AIM:
In the data, from the line with "Given the photograph below, point out the rear" to the line with "Query: rear wheel", rename "rear wheel" to "front wheel" and write those lines out again with everything else left as is.

(Dataset excerpt)
[start]

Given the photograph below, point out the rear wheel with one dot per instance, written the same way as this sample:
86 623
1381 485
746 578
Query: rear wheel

[end]
[start]

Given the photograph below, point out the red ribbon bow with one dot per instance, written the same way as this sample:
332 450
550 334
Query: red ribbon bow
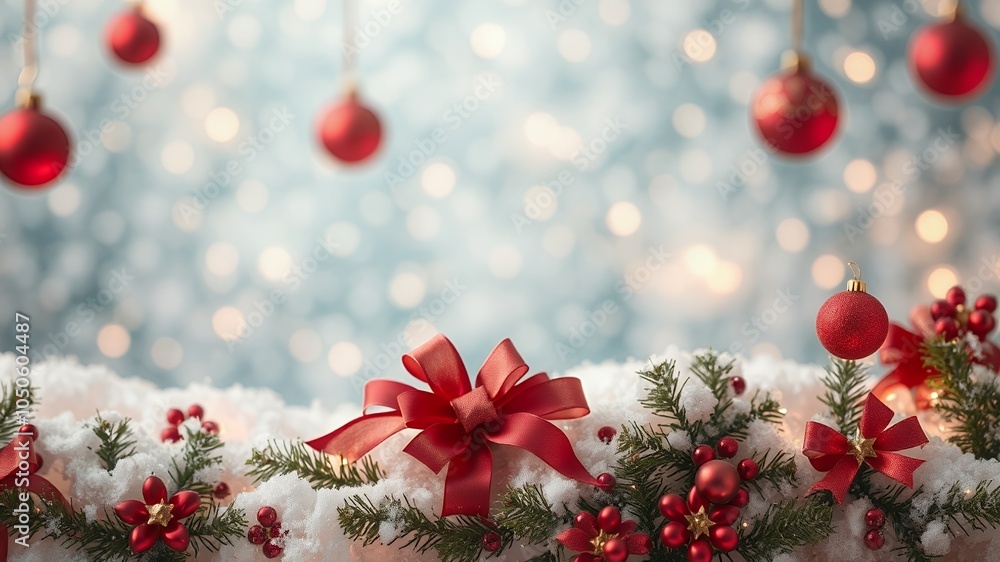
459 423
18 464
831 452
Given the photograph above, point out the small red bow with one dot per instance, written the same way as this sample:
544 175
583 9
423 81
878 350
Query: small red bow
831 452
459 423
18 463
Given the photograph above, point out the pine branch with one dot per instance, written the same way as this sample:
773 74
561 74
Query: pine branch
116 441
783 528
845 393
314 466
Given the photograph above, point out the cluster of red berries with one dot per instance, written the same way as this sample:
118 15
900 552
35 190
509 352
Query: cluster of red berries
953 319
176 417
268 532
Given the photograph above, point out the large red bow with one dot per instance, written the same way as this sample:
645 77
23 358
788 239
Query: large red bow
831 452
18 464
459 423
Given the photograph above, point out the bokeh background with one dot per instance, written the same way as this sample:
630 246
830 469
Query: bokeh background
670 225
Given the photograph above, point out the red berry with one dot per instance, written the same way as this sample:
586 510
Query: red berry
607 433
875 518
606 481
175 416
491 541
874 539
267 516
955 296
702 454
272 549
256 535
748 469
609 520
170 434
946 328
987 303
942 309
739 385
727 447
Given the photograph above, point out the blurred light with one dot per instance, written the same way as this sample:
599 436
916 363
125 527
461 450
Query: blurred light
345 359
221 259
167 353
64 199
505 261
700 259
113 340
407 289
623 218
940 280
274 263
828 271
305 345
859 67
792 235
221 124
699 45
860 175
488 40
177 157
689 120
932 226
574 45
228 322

[end]

REPLY:
Given the photograph below, point out the front wheel with one dot per instance, written the same way as this sample:
86 623
1381 485
746 578
Query: front wheel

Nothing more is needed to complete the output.